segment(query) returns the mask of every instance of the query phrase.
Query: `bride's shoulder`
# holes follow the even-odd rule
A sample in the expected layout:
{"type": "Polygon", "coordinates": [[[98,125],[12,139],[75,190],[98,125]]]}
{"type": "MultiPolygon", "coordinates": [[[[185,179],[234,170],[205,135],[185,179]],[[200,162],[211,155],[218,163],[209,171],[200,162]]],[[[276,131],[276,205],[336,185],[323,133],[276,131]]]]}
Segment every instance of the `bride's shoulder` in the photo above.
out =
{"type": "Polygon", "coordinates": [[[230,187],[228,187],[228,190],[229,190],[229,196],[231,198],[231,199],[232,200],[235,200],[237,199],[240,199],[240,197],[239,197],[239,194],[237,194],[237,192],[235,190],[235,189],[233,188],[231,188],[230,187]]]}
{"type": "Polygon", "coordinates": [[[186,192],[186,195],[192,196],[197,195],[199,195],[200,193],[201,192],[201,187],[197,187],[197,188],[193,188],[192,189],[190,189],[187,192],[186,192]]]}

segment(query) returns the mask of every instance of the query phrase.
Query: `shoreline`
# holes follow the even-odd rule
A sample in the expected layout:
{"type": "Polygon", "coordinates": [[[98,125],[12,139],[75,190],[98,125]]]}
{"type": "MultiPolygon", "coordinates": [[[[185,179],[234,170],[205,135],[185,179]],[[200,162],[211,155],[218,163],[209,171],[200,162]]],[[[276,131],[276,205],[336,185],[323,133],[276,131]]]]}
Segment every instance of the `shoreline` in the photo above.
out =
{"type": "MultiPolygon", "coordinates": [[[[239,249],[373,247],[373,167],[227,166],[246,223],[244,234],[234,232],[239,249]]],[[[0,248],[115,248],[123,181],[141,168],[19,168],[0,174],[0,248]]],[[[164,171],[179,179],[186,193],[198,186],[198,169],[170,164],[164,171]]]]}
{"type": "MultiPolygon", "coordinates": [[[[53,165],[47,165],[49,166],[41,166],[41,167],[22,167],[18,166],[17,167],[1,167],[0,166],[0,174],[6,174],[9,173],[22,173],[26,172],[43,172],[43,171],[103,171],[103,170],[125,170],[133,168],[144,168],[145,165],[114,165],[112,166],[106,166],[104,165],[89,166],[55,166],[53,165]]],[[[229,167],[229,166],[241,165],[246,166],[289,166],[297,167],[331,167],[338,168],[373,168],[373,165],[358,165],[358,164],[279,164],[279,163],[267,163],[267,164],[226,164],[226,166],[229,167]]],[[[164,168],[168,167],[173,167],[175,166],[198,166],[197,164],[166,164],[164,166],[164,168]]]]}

◆ The request ◆
Retype the data in full and match it exactly.

◆ Finished answer ◆
segment(query) returns the mask of every instance of the query phrase.
Query: `bride's shoulder`
# holes follow the even-odd rule
A sample in the expected layout:
{"type": "Polygon", "coordinates": [[[98,125],[12,139],[75,190],[98,125]]]}
{"type": "MultiPolygon", "coordinates": [[[[185,179],[234,170],[205,135],[185,179]],[[200,162],[211,155],[218,163],[209,171],[200,162]]],[[[276,131],[276,205],[336,185],[323,133],[276,131]]]]}
Segment every instance of the `bride's shoulder` in the photo above.
out =
{"type": "Polygon", "coordinates": [[[230,187],[228,187],[228,190],[229,190],[229,196],[231,198],[231,199],[232,200],[235,200],[237,199],[240,199],[240,197],[239,197],[239,194],[237,194],[237,192],[235,190],[235,189],[233,188],[231,188],[230,187]]]}
{"type": "Polygon", "coordinates": [[[186,192],[186,195],[192,196],[197,195],[199,195],[200,193],[201,192],[201,187],[197,187],[197,188],[193,188],[192,189],[190,189],[187,192],[186,192]]]}

segment(query) returns the mask of every instance of the query phrase.
Query: `shoreline`
# holes follow the even-odd rule
A sample in the expected layout:
{"type": "Polygon", "coordinates": [[[98,125],[12,139],[75,190],[98,125]]]}
{"type": "MultiPolygon", "coordinates": [[[[185,179],[234,170],[205,135],[185,179]],[[200,162],[211,155],[218,163],[209,171],[200,162]]],[[[276,131],[276,205],[336,185],[323,133],[276,131]]]]}
Segment every instance of the `shoreline` in the photo above.
out =
{"type": "MultiPolygon", "coordinates": [[[[239,249],[373,247],[373,167],[227,166],[246,223],[244,234],[234,232],[239,249]]],[[[0,248],[115,248],[123,181],[141,168],[19,168],[0,174],[0,248]]],[[[164,171],[179,179],[186,193],[198,186],[198,169],[170,164],[164,171]]]]}
{"type": "MultiPolygon", "coordinates": [[[[53,165],[47,165],[49,166],[41,166],[41,167],[22,167],[18,166],[17,167],[1,167],[0,166],[0,174],[6,174],[9,173],[22,173],[26,172],[43,172],[43,171],[103,171],[103,170],[125,170],[133,168],[144,168],[145,165],[114,165],[112,166],[106,166],[104,165],[89,166],[55,166],[53,165]]],[[[229,167],[229,166],[241,165],[246,166],[289,166],[297,167],[331,167],[338,168],[373,168],[373,165],[358,165],[358,164],[279,164],[279,163],[267,163],[267,164],[226,164],[226,166],[229,167]]],[[[164,168],[168,167],[173,167],[175,166],[198,166],[197,164],[166,164],[164,166],[164,168]]]]}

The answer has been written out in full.